» INPUT MATERIAL
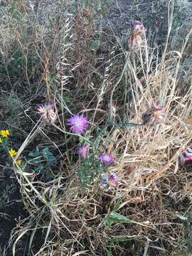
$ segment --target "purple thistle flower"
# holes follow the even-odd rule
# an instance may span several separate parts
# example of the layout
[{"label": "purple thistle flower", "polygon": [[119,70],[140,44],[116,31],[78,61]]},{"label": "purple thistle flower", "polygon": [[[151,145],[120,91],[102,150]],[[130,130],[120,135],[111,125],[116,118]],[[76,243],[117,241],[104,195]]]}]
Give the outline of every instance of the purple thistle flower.
[{"label": "purple thistle flower", "polygon": [[82,159],[85,159],[89,151],[89,147],[84,144],[78,149],[77,152],[82,158]]},{"label": "purple thistle flower", "polygon": [[112,154],[103,152],[98,159],[101,161],[102,164],[110,164],[114,162],[114,157]]},{"label": "purple thistle flower", "polygon": [[54,103],[48,102],[37,105],[37,111],[41,117],[47,122],[53,123],[56,121],[57,115],[54,112]]},{"label": "purple thistle flower", "polygon": [[82,134],[87,129],[87,119],[82,114],[73,114],[68,118],[67,125],[70,125],[70,129],[75,133]]}]

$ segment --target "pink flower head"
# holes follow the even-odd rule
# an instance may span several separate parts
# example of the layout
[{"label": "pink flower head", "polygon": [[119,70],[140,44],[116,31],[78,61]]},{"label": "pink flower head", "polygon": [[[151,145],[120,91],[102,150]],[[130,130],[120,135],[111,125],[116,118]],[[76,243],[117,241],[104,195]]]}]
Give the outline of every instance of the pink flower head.
[{"label": "pink flower head", "polygon": [[146,31],[144,25],[139,21],[134,20],[131,24],[132,31],[137,35],[142,36]]},{"label": "pink flower head", "polygon": [[88,126],[87,119],[82,114],[73,114],[67,119],[67,125],[70,125],[70,129],[75,133],[82,134],[85,132]]},{"label": "pink flower head", "polygon": [[114,162],[114,157],[112,154],[103,152],[98,159],[101,161],[102,164],[110,164]]},{"label": "pink flower head", "polygon": [[85,159],[87,154],[89,153],[89,147],[84,144],[78,149],[77,152],[82,158],[82,159]]},{"label": "pink flower head", "polygon": [[53,102],[39,104],[37,105],[37,111],[41,117],[47,122],[53,123],[56,121],[57,115],[54,112]]},{"label": "pink flower head", "polygon": [[110,174],[104,174],[102,176],[100,186],[102,188],[114,188],[118,184],[118,177],[113,172]]}]

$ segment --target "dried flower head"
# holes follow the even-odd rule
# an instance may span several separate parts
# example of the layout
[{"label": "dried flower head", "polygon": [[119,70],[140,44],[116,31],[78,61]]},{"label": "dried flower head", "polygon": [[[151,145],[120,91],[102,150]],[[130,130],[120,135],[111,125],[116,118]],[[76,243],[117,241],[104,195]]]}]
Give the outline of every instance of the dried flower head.
[{"label": "dried flower head", "polygon": [[115,188],[118,184],[118,180],[117,176],[113,172],[103,174],[101,178],[100,186],[102,188],[107,188],[107,190]]},{"label": "dried flower head", "polygon": [[56,121],[57,115],[55,113],[53,102],[39,104],[37,105],[37,110],[46,121],[50,123],[54,123]]},{"label": "dried flower head", "polygon": [[192,149],[188,148],[178,156],[178,163],[184,165],[192,163]]},{"label": "dried flower head", "polygon": [[144,32],[146,31],[144,25],[139,21],[134,20],[132,21],[132,31],[135,34],[138,34],[139,36],[144,35]]},{"label": "dried flower head", "polygon": [[0,131],[0,134],[3,137],[7,137],[8,136],[9,136],[10,133],[9,133],[9,131],[8,129],[6,129],[6,130],[1,130]]},{"label": "dried flower head", "polygon": [[70,126],[70,129],[75,133],[82,134],[88,127],[88,122],[86,117],[82,114],[73,114],[67,119],[67,125]]},{"label": "dried flower head", "polygon": [[142,114],[143,124],[158,124],[164,123],[166,119],[164,108],[153,102],[151,106]]},{"label": "dried flower head", "polygon": [[101,161],[102,164],[110,164],[114,162],[114,157],[112,154],[103,152],[98,159]]},{"label": "dried flower head", "polygon": [[82,159],[85,159],[87,154],[89,153],[89,147],[84,144],[78,149],[77,152],[82,158]]},{"label": "dried flower head", "polygon": [[16,151],[15,149],[11,149],[9,150],[9,154],[10,156],[13,157],[17,154],[17,151]]},{"label": "dried flower head", "polygon": [[142,36],[144,34],[146,28],[139,21],[132,22],[132,31],[128,38],[128,46],[130,50],[137,49],[142,43]]}]

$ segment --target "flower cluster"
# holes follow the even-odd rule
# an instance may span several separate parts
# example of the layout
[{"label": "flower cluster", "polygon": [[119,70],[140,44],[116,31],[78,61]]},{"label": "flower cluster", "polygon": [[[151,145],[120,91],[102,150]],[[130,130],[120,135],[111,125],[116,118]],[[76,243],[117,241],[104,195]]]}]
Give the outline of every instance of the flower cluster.
[{"label": "flower cluster", "polygon": [[132,23],[132,31],[128,38],[128,46],[130,50],[137,49],[142,43],[142,36],[144,34],[146,28],[139,21],[134,20]]},{"label": "flower cluster", "polygon": [[54,123],[56,121],[57,115],[53,102],[38,105],[37,111],[46,122]]},{"label": "flower cluster", "polygon": [[114,157],[112,154],[103,152],[99,157],[102,164],[108,165],[114,162]]},{"label": "flower cluster", "polygon": [[67,119],[67,125],[70,126],[70,129],[75,133],[82,134],[88,127],[88,122],[83,114],[73,114]]},{"label": "flower cluster", "polygon": [[14,157],[16,156],[17,151],[15,151],[15,149],[11,149],[10,150],[9,150],[9,154],[10,156]]},{"label": "flower cluster", "polygon": [[87,154],[89,153],[90,149],[87,146],[83,144],[82,146],[80,146],[78,150],[77,153],[82,158],[82,159],[85,159]]}]

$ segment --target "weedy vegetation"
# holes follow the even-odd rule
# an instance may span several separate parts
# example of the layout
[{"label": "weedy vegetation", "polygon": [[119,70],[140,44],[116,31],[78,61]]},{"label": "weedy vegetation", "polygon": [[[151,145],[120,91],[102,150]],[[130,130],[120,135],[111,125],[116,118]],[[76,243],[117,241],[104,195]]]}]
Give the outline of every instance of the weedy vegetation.
[{"label": "weedy vegetation", "polygon": [[151,5],[159,44],[150,3],[119,31],[112,2],[0,3],[0,166],[27,212],[1,255],[192,255],[191,6]]}]

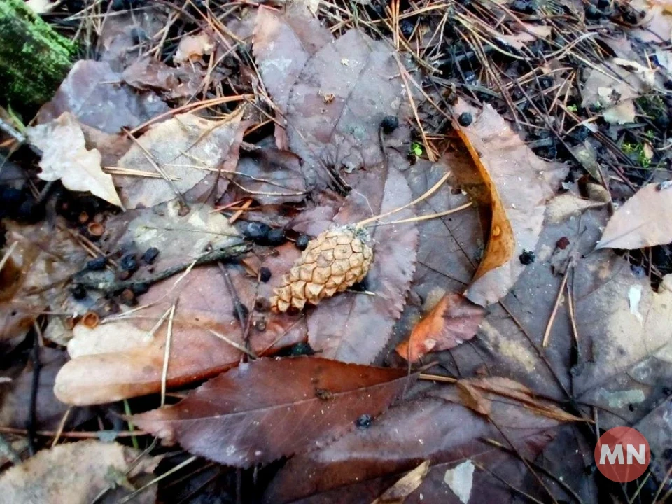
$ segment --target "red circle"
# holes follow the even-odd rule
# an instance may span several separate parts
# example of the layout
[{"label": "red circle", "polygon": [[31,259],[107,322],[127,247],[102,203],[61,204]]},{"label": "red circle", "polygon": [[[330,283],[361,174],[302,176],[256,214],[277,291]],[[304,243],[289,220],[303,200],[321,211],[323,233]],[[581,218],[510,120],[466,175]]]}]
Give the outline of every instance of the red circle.
[{"label": "red circle", "polygon": [[638,478],[651,461],[651,449],[646,438],[630,427],[607,430],[597,442],[594,455],[600,472],[619,483]]}]

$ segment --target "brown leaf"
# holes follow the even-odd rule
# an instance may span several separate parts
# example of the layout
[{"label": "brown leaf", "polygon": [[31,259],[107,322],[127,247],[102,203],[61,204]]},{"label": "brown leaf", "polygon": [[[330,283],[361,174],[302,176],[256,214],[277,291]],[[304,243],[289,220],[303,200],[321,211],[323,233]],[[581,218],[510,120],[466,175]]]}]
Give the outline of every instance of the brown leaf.
[{"label": "brown leaf", "polygon": [[465,295],[486,306],[506,295],[524,270],[519,257],[534,251],[546,201],[568,168],[538,158],[489,105],[477,113],[460,101],[456,114],[466,111],[473,122],[455,127],[485,183],[492,218],[485,255]]},{"label": "brown leaf", "polygon": [[232,180],[240,197],[261,204],[302,201],[307,194],[301,159],[288,150],[261,148],[242,156]]},{"label": "brown leaf", "polygon": [[190,202],[208,194],[215,181],[224,184],[219,188],[223,190],[225,179],[218,178],[216,172],[225,160],[235,161],[230,155],[237,152],[234,144],[241,117],[238,113],[226,120],[212,121],[185,113],[151,126],[118,166],[156,175],[158,165],[175,180],[169,183],[163,176],[115,176],[126,207],[153,206],[176,197],[176,190],[183,194],[193,190],[188,198]]},{"label": "brown leaf", "polygon": [[[442,388],[435,390],[436,395],[440,395]],[[493,401],[492,407],[492,422],[509,440],[504,442],[507,445],[510,441],[513,442],[521,453],[531,458],[550,440],[553,430],[559,426],[557,421],[537,416],[519,403]],[[271,482],[265,502],[294,502],[308,496],[315,496],[315,502],[320,502],[322,493],[328,496],[328,491],[339,487],[402,473],[423,460],[431,460],[433,469],[442,468],[442,482],[446,469],[477,456],[481,465],[491,470],[515,468],[517,478],[528,476],[525,465],[517,465],[520,463],[517,456],[500,451],[484,440],[500,440],[501,436],[490,420],[460,404],[424,398],[391,408],[368,429],[354,430],[321,450],[295,456]],[[375,495],[380,495],[393,482],[393,479]],[[496,487],[484,485],[482,491],[496,495]],[[424,493],[422,486],[417,491]],[[438,495],[444,496],[444,489]],[[354,495],[358,497],[361,493]],[[365,502],[358,498],[322,501]],[[443,497],[427,501],[442,502]],[[483,501],[501,500],[485,498]]]},{"label": "brown leaf", "polygon": [[[117,443],[60,444],[3,473],[0,495],[6,503],[90,504],[106,490],[97,502],[118,503],[132,491],[130,481],[141,484],[149,480],[146,475],[153,472],[156,459],[144,457],[136,465],[139,455],[139,450]],[[155,500],[154,485],[133,501],[153,504]]]},{"label": "brown leaf", "polygon": [[404,370],[308,357],[263,359],[133,421],[192,453],[249,467],[323,447],[361,415],[384,411],[408,381]]},{"label": "brown leaf", "polygon": [[59,180],[71,190],[89,191],[121,206],[112,176],[103,173],[100,166],[100,153],[87,150],[84,133],[71,113],[64,112],[50,122],[33,126],[27,135],[30,143],[42,151],[40,178]]},{"label": "brown leaf", "polygon": [[309,186],[330,180],[328,167],[380,164],[381,121],[406,99],[386,42],[351,29],[323,47],[292,88],[286,114],[290,150],[304,160]]},{"label": "brown leaf", "polygon": [[70,112],[83,125],[106,133],[132,129],[168,110],[153,92],[139,94],[123,84],[109,63],[78,61],[51,101],[40,108],[38,123]]},{"label": "brown leaf", "polygon": [[402,503],[404,499],[415,491],[422,484],[422,480],[429,472],[430,461],[425,461],[407,475],[385,491],[374,501],[378,503]]},{"label": "brown leaf", "polygon": [[[333,40],[303,6],[293,5],[284,13],[261,6],[252,38],[254,57],[273,102],[282,114],[287,112],[290,90],[306,62]],[[286,148],[285,129],[276,125],[276,142]]]},{"label": "brown leaf", "polygon": [[672,187],[650,183],[618,209],[597,248],[634,250],[672,241]]},{"label": "brown leaf", "polygon": [[[155,271],[188,262],[208,243],[225,246],[239,239],[226,218],[206,206],[193,206],[179,218],[176,202],[164,216],[150,209],[127,225],[117,242],[135,241],[140,253],[149,246],[161,251],[153,265]],[[113,243],[111,244],[113,246]],[[291,244],[276,248],[277,255],[266,257],[260,265],[269,268],[271,279],[258,284],[240,266],[227,266],[240,302],[252,314],[249,338],[255,354],[265,354],[305,340],[305,323],[298,315],[279,315],[255,308],[255,300],[267,299],[290,267],[299,251]],[[141,269],[134,278],[148,272]],[[237,365],[245,342],[244,330],[236,316],[233,294],[215,265],[195,267],[176,286],[179,275],[155,284],[139,297],[145,307],[128,319],[122,317],[88,329],[75,327],[75,337],[68,344],[73,360],[63,367],[55,385],[56,396],[75,405],[98,404],[158,392],[167,336],[164,321],[153,335],[151,330],[174,303],[176,303],[167,384],[184,384],[216,376]],[[244,322],[247,325],[247,321]],[[223,338],[225,338],[223,339]],[[91,373],[95,369],[96,372]]]},{"label": "brown leaf", "polygon": [[413,329],[397,353],[417,362],[430,351],[449,350],[476,335],[485,311],[460,294],[446,294]]},{"label": "brown leaf", "polygon": [[[341,210],[337,225],[354,223],[411,201],[403,176],[391,163],[362,174]],[[399,161],[400,162],[400,161]],[[408,209],[384,219],[407,218]],[[311,346],[323,356],[343,362],[372,363],[385,347],[399,318],[415,267],[418,232],[413,223],[372,228],[374,260],[367,289],[374,293],[345,292],[323,300],[308,315]]]}]

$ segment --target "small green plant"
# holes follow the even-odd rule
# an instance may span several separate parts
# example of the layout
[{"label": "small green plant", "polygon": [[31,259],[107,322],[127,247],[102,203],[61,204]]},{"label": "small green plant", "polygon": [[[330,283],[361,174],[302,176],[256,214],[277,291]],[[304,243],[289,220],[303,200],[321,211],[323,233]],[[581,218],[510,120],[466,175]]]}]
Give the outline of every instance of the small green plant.
[{"label": "small green plant", "polygon": [[409,149],[409,152],[411,154],[414,154],[416,156],[421,156],[422,155],[423,153],[422,146],[417,142],[413,142],[411,144],[411,148]]}]

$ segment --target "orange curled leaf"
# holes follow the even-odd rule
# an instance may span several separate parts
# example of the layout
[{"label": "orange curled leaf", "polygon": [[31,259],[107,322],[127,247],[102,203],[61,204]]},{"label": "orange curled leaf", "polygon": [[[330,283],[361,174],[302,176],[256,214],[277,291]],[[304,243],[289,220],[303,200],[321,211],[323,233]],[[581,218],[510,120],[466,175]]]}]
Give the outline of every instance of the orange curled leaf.
[{"label": "orange curled leaf", "polygon": [[410,362],[430,351],[448,350],[470,340],[483,320],[485,310],[460,294],[445,294],[421,320],[408,341],[397,346],[397,353]]}]

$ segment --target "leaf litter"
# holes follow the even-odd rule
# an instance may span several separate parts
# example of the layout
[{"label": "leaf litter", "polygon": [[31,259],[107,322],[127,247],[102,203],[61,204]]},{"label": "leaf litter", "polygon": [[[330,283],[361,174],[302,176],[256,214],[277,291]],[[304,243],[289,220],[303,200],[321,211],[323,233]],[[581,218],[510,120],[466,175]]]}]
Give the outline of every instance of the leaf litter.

» BRIEF
Can you quote every line from the start of the entries up to and including the line with "Give the outline of every instance of the purple", leaving the pictures out of your answer?

» RESPONSE
$ segment --target "purple thistle flower"
# holes follow the even-odd rule
# an instance may span several separate parts
# example of the layout
[{"label": "purple thistle flower", "polygon": [[119,70],[140,44],[116,31],[78,61]]},{"label": "purple thistle flower", "polygon": [[[151,145],[120,91],[102,150]],[[130,130],[120,135],[111,125],[116,118]],[[76,243],[117,241],[104,195]]]}]
Give the outline of every instance of the purple thistle flower.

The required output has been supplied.